(DATA PROVIDED Opens)

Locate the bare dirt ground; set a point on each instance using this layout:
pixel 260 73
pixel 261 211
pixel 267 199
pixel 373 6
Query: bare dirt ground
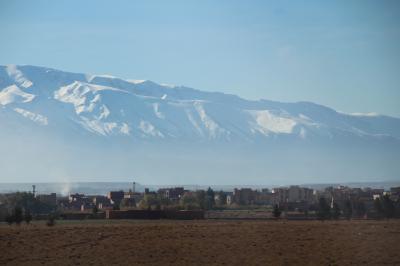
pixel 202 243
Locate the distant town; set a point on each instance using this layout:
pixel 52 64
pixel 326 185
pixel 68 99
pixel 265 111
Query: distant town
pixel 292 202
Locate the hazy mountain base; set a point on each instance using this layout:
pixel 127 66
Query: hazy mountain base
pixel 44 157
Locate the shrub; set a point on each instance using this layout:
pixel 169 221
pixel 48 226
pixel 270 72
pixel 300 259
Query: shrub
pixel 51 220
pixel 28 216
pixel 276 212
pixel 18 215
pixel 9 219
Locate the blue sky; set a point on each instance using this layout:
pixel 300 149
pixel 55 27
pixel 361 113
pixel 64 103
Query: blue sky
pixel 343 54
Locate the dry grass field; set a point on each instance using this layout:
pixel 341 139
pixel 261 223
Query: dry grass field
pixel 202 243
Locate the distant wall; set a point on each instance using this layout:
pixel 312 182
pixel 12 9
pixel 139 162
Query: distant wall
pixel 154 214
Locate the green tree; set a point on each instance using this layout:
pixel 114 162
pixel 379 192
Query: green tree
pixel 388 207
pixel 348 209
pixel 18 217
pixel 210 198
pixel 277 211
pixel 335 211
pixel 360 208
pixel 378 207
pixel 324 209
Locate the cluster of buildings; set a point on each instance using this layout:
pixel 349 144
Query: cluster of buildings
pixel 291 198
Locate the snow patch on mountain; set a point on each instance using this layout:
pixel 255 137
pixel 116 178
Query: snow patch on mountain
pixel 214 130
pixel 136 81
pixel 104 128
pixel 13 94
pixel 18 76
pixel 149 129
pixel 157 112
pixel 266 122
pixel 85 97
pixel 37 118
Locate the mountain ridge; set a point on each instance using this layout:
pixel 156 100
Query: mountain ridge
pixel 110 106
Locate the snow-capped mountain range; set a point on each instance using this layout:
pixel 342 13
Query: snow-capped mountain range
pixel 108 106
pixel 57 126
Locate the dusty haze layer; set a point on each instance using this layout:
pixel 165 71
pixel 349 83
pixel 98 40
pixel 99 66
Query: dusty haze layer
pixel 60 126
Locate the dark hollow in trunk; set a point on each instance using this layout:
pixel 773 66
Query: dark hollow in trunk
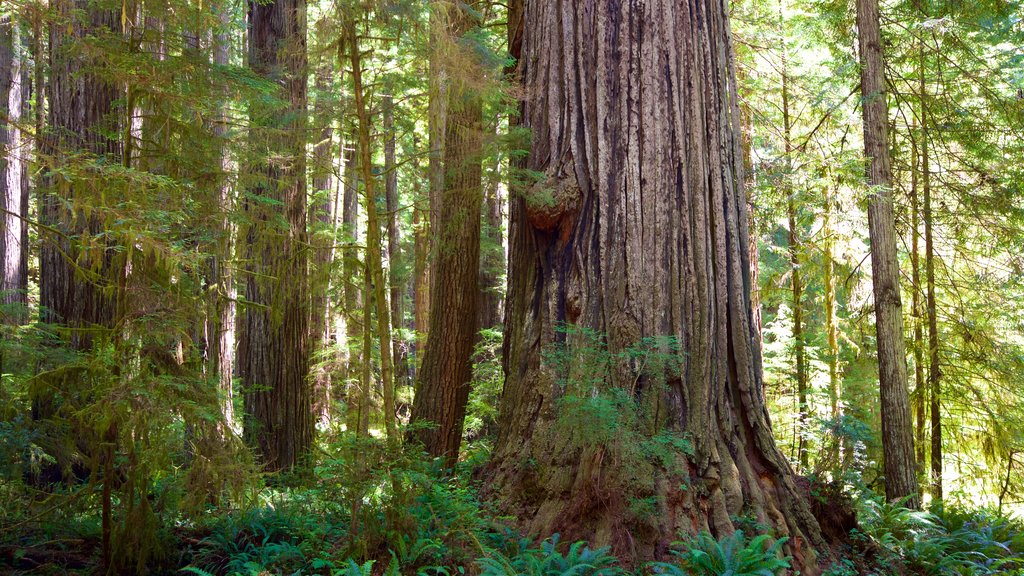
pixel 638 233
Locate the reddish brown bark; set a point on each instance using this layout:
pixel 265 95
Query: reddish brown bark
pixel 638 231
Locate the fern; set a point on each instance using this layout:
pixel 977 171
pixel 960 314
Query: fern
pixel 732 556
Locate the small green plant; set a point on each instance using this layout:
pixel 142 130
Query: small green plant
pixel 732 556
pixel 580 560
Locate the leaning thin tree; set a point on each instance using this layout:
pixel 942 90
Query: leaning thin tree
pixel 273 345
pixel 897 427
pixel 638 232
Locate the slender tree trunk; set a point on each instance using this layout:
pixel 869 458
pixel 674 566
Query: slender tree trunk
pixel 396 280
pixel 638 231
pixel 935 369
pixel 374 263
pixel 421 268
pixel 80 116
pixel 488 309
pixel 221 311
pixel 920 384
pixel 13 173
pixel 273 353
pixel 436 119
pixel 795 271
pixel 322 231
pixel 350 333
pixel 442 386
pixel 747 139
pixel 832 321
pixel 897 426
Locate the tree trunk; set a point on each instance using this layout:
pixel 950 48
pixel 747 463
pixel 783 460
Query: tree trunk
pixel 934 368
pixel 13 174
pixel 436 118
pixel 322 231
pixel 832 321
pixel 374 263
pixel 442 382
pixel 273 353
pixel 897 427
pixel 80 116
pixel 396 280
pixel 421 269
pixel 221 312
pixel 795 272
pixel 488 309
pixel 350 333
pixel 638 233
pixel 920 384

(DATA PROVIDED Closes)
(DATA PROVIDED Opens)

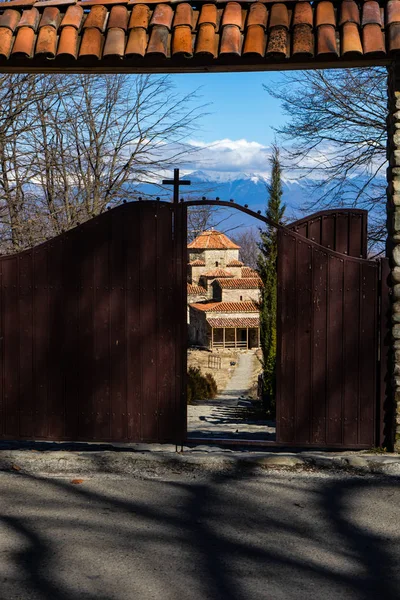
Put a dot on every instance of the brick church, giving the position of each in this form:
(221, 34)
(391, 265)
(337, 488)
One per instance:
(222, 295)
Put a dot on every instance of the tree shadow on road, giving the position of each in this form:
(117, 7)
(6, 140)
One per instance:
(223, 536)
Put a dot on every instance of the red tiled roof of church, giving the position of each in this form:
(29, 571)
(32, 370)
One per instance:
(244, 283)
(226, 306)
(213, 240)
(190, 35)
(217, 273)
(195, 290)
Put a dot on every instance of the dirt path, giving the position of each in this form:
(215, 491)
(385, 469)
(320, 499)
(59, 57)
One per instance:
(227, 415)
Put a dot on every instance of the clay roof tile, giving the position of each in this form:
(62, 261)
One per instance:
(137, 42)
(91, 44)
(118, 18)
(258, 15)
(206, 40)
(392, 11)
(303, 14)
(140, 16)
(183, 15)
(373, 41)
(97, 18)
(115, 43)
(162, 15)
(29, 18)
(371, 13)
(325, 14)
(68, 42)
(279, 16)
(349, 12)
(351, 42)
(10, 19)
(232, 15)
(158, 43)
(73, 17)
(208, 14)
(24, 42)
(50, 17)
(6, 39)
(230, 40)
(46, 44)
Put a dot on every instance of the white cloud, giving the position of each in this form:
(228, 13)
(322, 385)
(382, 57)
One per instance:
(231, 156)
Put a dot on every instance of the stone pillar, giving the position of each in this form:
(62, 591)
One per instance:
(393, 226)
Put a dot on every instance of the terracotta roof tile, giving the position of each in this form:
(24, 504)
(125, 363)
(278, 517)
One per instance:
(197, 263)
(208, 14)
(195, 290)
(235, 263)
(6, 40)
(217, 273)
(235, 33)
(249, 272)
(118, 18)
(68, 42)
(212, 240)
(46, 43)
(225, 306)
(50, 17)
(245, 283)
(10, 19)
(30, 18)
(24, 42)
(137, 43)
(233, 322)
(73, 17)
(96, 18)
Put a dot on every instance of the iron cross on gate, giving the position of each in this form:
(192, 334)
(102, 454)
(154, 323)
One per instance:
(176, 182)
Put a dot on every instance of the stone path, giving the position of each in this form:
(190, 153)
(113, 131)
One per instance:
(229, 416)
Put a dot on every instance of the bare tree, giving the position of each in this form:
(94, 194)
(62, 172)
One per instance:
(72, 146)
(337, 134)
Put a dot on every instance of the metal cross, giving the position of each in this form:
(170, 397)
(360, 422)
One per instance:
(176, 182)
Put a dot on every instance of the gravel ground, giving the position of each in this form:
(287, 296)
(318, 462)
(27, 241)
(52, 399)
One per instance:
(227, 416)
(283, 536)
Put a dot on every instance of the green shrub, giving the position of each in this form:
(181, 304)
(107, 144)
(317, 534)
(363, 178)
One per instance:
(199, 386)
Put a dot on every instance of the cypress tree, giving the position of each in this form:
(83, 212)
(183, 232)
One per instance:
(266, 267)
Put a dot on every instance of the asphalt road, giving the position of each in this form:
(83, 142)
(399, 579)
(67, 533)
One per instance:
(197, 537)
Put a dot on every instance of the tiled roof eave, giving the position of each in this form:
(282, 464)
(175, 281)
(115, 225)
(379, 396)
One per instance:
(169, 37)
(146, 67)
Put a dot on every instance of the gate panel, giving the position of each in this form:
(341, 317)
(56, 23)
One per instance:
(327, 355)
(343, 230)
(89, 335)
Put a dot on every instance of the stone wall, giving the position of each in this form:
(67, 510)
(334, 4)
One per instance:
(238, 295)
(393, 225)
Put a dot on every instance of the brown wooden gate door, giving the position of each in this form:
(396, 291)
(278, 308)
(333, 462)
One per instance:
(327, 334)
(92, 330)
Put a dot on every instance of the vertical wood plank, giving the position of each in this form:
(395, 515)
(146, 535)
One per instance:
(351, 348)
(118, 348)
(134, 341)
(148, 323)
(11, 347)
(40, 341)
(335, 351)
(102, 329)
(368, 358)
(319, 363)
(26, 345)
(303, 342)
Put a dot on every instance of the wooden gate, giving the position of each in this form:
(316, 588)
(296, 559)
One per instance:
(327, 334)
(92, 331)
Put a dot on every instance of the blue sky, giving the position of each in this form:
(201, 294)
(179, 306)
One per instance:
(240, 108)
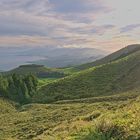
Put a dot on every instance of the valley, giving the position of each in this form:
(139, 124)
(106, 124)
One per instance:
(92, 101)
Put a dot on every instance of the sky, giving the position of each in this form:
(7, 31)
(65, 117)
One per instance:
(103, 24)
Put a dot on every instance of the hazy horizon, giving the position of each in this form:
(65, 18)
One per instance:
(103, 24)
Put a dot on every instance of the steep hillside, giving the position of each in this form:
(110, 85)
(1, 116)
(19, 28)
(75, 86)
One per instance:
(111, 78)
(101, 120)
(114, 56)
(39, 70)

(DATA PROVIDED Closes)
(DATA PROVIDED Opens)

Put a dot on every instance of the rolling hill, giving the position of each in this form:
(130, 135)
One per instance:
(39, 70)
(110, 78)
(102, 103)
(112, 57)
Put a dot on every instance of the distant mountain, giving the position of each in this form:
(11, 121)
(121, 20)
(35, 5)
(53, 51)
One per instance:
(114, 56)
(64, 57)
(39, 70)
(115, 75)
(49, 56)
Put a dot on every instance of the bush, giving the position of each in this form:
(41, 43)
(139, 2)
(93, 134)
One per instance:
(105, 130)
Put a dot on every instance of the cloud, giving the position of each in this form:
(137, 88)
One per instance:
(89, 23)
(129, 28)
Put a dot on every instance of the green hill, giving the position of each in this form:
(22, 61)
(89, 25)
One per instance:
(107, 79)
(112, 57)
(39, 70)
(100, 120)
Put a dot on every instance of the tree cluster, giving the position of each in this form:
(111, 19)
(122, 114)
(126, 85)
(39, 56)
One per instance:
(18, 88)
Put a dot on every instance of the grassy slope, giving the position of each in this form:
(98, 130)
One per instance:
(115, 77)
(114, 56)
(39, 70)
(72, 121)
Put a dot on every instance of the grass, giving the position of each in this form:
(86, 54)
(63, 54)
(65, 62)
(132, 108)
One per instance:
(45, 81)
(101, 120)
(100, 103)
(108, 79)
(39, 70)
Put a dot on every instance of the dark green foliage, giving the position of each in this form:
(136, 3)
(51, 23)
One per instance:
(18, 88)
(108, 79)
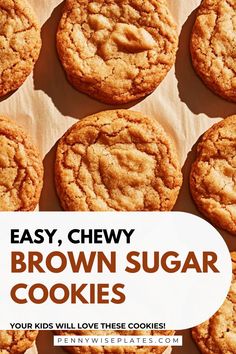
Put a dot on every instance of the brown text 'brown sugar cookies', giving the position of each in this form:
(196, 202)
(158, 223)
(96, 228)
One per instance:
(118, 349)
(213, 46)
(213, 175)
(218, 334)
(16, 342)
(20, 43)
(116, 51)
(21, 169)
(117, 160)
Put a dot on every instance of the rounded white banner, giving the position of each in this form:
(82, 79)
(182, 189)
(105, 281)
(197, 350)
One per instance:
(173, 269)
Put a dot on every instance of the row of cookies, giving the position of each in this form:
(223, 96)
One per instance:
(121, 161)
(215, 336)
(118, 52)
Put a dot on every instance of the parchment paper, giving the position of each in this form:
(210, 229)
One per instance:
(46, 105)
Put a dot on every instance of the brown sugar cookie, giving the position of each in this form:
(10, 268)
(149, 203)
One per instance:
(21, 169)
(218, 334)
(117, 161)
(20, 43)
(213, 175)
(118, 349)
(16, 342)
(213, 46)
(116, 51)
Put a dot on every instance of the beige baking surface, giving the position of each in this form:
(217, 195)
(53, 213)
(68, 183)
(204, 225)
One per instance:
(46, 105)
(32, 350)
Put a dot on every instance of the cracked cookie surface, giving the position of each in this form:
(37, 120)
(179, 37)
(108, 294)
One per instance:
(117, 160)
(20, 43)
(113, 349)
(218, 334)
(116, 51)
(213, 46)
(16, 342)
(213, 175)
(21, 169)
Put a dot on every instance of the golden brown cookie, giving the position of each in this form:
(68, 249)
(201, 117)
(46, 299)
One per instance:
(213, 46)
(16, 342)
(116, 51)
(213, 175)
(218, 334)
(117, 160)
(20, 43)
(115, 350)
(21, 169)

(DATA PROVIDED Closes)

### WHAT THE TASK REQUIRES:
State the number of lines in the records that contain the string "cross". Nothing else is needed.

### RESPONSE:
2